The answer must consist only of the lines from the line with "# point at: wooden ceiling" to the line with "# point at: green kitchen", both included, exactly as they stand below.

***** Data to process *****

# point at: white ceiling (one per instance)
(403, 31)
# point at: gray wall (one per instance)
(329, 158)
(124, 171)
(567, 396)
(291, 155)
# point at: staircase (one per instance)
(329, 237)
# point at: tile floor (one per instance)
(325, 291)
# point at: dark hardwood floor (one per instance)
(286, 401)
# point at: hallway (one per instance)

*****
***** Data to process *****

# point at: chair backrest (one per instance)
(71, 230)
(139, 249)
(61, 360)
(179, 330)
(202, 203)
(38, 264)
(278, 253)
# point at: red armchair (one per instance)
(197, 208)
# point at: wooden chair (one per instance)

*****
***** Data to process *****

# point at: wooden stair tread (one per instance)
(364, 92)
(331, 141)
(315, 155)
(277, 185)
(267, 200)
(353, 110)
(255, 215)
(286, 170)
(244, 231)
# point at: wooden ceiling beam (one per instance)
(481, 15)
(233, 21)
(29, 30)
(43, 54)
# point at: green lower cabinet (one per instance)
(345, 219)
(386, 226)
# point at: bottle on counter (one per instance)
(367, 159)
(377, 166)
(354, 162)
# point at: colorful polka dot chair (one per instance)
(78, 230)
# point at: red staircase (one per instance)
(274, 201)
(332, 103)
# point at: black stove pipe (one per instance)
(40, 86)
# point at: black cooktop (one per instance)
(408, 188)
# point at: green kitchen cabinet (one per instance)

*****

Answer ->
# point at: wooden ceiling beam (one per instance)
(481, 15)
(233, 21)
(29, 30)
(43, 54)
# point at: green lower cabinet (one per instance)
(345, 219)
(386, 226)
# point at: bottle on counter (one per instance)
(367, 159)
(377, 166)
(354, 162)
# point at: colorful polka dot chair (one per instance)
(78, 230)
# point at: red staircase (one per instance)
(274, 201)
(332, 103)
# point at: black stove pipe (one per instance)
(40, 86)
# point at: black cooktop (one per instance)
(408, 188)
# point at: green kitchen cabinet (one per instance)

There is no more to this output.